Parts of the exercise →
[a] Rewrite the passage on retail sectors from "4. Home Improvement" to "fronts, including online.", changing "vinyl floor tiles" to "vinyl floor planks".
[b] Continue the passage on retail sectors after its final sentence.

[[ Source document, beginning ]]

A power player is any U.S. retailer with sales equal to or greater than 10 percent of those of the category leader.
1. Department Stores
Department stores have survived the rise of sectors specializing in narrower product ranges, as well as the challenges of discount stores and other off-price retailers, and finally E-commerce. Gerald Storch, CEO of Hudson’s Bay, parent of Saks Fifth Avenue and Lord & Taylor, says, “Increasingly, consumers don’t think of stores as physical locations, they think of stores as brands. The opportunity is to customize on a mass scale so you simulate the selling experience on a mobile device.”
National healthcare questions have been driving a lot of what has been going on in the drugstore industry. CVS is moving on several fronts: It broadened its pharmacy reach by acquiring Omnicare, which distributes prescription drugs to nursing homes, assisted living facilities, and so on. CVS has unveiled the makeover of the Navarro Discount Pharmacy sites it acquired. Carrying the banner “CVS pharmacy y mas,” the South Florida stores feature bilingual associates and 1,500+ “trusted Hispanic products.” It also acquired Target’s pharmacy businesses for about $1.9 billion.
3. General Apparel
Fast fashion has been rising among the ranks of apparel retailers. “There is an underlying sense of rebellion that comes through in today’s fashion,” notes Marshal Cohen, chief industry analyst with NPD Group. “The fashion industry has undergone one of the most dramatic makeovers in recent history, no doubt influenced by the Millennial consumer.”
4. Home Improvement and Hardware
These have had to deal with some flooring issues. First, it was hardwood laminate flooring that was said to emit formaldehyde in excess of California state standards. Soon after, came a study of vinyl floor tiles, which found that 58 percent of samples bought from large home improvement dealers contained phthal- ates, several forms of which have been banned from children’s products since 2009. The Home Depot clicked on several fronts, including online.

[[ Source document, end ]]
[[ Listed records, beginning ]]

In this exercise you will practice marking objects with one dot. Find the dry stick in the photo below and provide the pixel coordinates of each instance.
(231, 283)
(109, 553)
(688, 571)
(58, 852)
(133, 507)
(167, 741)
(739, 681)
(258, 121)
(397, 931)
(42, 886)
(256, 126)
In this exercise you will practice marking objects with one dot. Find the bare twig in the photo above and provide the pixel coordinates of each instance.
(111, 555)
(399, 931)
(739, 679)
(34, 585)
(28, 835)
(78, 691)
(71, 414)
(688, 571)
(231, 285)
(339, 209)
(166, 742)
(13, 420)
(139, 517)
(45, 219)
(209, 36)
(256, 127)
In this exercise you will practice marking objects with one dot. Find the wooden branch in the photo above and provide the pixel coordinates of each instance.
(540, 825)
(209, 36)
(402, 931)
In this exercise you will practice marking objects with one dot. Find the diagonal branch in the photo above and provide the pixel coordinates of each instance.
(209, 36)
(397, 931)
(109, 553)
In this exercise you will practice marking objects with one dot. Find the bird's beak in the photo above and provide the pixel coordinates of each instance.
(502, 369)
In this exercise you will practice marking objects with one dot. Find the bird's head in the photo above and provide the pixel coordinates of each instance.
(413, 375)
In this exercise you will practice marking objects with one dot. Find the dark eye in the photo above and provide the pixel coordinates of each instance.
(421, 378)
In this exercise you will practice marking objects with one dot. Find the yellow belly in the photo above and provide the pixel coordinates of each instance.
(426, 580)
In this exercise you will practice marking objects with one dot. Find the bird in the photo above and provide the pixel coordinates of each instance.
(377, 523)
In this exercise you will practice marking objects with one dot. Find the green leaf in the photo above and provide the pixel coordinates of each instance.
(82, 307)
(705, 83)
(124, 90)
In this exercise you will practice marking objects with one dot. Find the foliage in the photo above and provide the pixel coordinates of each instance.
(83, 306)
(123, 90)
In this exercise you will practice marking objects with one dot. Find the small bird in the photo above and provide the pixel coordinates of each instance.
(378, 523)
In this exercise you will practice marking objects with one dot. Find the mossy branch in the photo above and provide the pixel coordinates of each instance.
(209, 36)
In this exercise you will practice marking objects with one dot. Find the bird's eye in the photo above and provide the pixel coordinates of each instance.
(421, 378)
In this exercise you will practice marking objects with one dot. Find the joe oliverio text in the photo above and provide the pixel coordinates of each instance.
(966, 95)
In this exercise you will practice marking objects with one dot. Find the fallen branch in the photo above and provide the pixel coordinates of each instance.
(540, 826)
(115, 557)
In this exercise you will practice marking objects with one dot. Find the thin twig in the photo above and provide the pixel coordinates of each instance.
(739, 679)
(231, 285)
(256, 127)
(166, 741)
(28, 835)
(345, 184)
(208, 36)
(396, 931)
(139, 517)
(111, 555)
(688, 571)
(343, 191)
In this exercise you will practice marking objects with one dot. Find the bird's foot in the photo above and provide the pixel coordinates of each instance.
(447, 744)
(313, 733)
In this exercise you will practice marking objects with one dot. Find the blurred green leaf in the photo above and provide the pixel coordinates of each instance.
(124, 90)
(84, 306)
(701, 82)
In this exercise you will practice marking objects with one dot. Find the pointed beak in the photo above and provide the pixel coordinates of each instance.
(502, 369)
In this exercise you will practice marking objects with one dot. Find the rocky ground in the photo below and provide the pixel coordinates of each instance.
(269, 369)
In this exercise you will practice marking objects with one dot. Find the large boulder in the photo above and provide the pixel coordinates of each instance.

[[ Listed records, end ]]

Answers for the exercise →
[a]
4. Home Improvement and Hardware
These have had to deal with some flooring issues. First, it was hardwood laminate flooring that was said to emit formaldehyde in excess of California state standards. Soon after, came a study of vinyl floor planks, which found that 58 percent of samples bought from large home improvement dealers contained phthal- ates, several forms of which have been banned from children’s products since 2009. The Home Depot clicked on several fronts, including online.

[b]
5. Jewelry and Accessories
Signet, which bills itself as the world’s largest retailer of diamond jewelry, acquired Zale Corp. The company now operates stores and kiosks under a variety of banners, including Kay, Jared, and a number of regional brands in its Sterling division, along with Zale, Peoples, and Piercing Pagoda in its Zale division. Zale operations have been growing same-store sales faster than the company as a whole, and Signet expects that to continue.
6. Mass Merchants
Amazon has joined the ranks of mass merchant power players, selling everything from digital downloads to consumer electronics, toilet paper, books, and groceries. Its limited face- to-face interaction with consumers belies Amazon’s vast physical presence around the country, where a network of fulfillment centers puts it near to customers. Amazon’s mass market tactics include spreading same-day delivery to more segments of the population.
Although mergers and acquisitions have been a way of life, grocery remains the most fragmented segment of retailing. Albertsons took over the remnants of Safeway’s network, covering much of North America, and Kroger completed its first full year with Harris Teeter stores under its wing. Then, after A&P and its affiliate brands were forced into bankruptcy in 2015, it was ultimately decided to sell off all the store locations to several major chains.
8. Women’s Apparel
The biggest news was a deal that closed in August 2015— Ascena Retail Group’s acquisition of Ann Taylor and Loft parent company Ann Inc. Ascena paid $2 billion to bring Ann Inc. into a diverse stable of brands that included Lane Bryant, Dress Barn, Maurices, and Justice.